▸ **Work instructions**:
1. From the passage on city taxing power, list every kind of law that the quoted New Jersey court names as possibly interfering with a city's internal affairs.
2. According to the passage on city taxing power, who directly granted freeholder-charter cities the power to raise money by taxation for municipal purposes?
3. Write a continuation of the passage on city taxing power, starting after its final sentence.

▸ **Source text**:
+ + +

The power of cities operating under freeholders' charters to raise money by taxation for municipal purposes does not
find its source in any grant by the legislature. There is no enactment of the legislature purporting to vest such authority in such cities. Such power has been directly granted by the people of the state by the provisions of the state constitution. It was held by this court in Security Savings Bank etc. Co. v. Hinton,97 Cal. 214, where the question was directly involved, that the authority given by the constitution to certain cities to frame and adopt "a charter for its own government" which "shall become the organic law thereof" is comprehensive enough to authorize a provision such as that contained in the charter of the city of Los Angeles providing for taxation for municipal purposes. It is true that the particular provision of the charter there involved was that relating to taxation on real and personal property, but that is immaterial to the particular question under discussion. There was at the time of the adoption of the charter no general law of the state prohibiting the imposition of a license-tax for revenue, and the same constitutional authority that sanctioned the provision for a property tax authorized the provisions for the revenue license, a method of raising money for local purposes then obtaining generally in the counties and cities of the state. Those provisions when legally incorporated in the charter constituted a grant from the state of the power to impose a license-tax for revenue purposes. This power, being so granted by the state to the municipality for municipal purposes, became a "municipal affair" of the city of Los Angeles within the meaning of those words as used in the constitution, and the legislature was without authority to withdraw or modify such power. There is absolutely no basis for the argument of counsel for petitioner that the amendment does not cover cases where the legislature by general laws withdraws powers from or grants powers to a municipality. If the local governmental powers bestowed by the constitution through the charter may be taken away by the legislature, it will readily be seen that the amendment of 1896 has accomplished nothing. It has already been attempted to be shown that when a power is conferred upon a municipality for municipal purposes that power becomes a municipal affair. As was said by the supreme court of New Jersey in Sutterly v. CamdenCommon Pleas, 41 N.J.L. 495, "To repeal a
section of the city charter which confers some power of government, or one restraining or limiting the exercise of some other, may be as effectual an interference with and regulation of its internal affairs as a law setting up within the municipality some new adjunct to the local government, or one which introduces radical change in the instruments and methods of administration."

+ + +

▸ **Given information**:
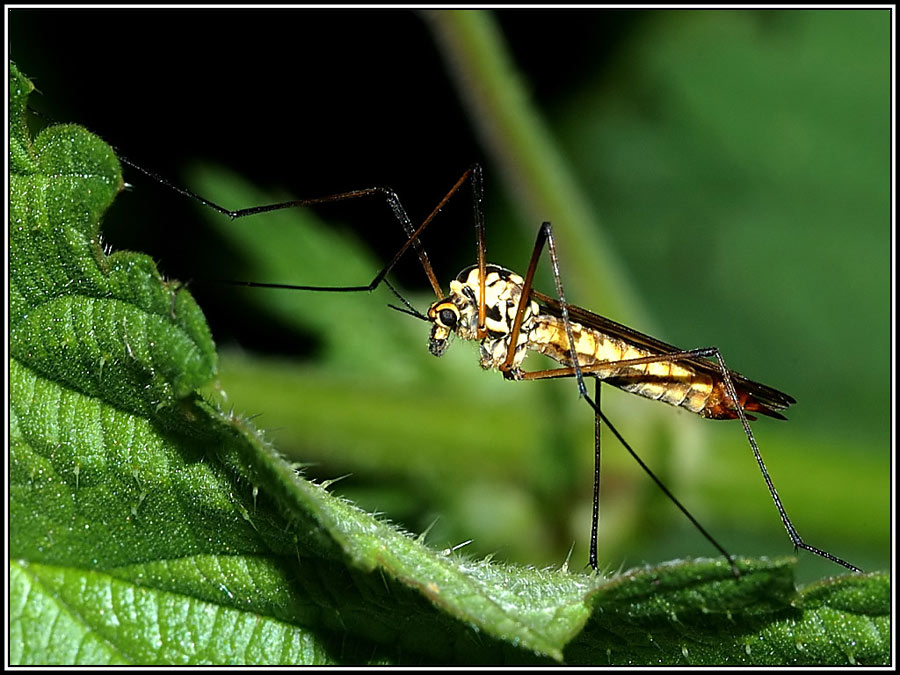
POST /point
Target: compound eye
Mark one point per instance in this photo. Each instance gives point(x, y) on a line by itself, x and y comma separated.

+ + +

▸ **Answers provided**:
1.
- A law repealing a section of the city charter that confers some power of government
- A law repealing a section that restrains or limits the exercise of some other power
- A law setting up some new adjunct to the local government within the municipality
- A law that introduces radical change in the instruments and methods of administration

2. The people of the state, through the provisions of the state constitution.

3.
We have carefully examined the decisions of this court upon this question of "municipal affairs," and find nothing therein inconsistent with the views herein expressed. Ex parte Pfirrmann,134 Cal. 143, dealt solely with the rights of counties to collect such a tax, and what is said therein as to the right of the legislature to say in what manner the taxing power granted by it
shall be exercised has reference only to counties and such cities and towns as derive their power from the legislature.
Our conclusions are, therefore, that the power to collect a license-tax for revenue purposes was actually conferred upon the city of Los Angeles for municipal purposes by the charter framed for its government, under the provisions of section 8 of article XI of the constitution, and that such power is a "municipal affair" within the meaning of those words as used in section 6 of article XI of the constitution, and cannot be withdrawn or abrogated by the legislature. Section 3366 of the Political Code is therefore inapplicable to that city.
It follows that the writ issued must be discharged and the petitioner remanded, and it is so ordered.
Shaw, J., and Henshaw, J., concurred.
28 Am. Rep. 642.
5 Am. St. Rep. 425.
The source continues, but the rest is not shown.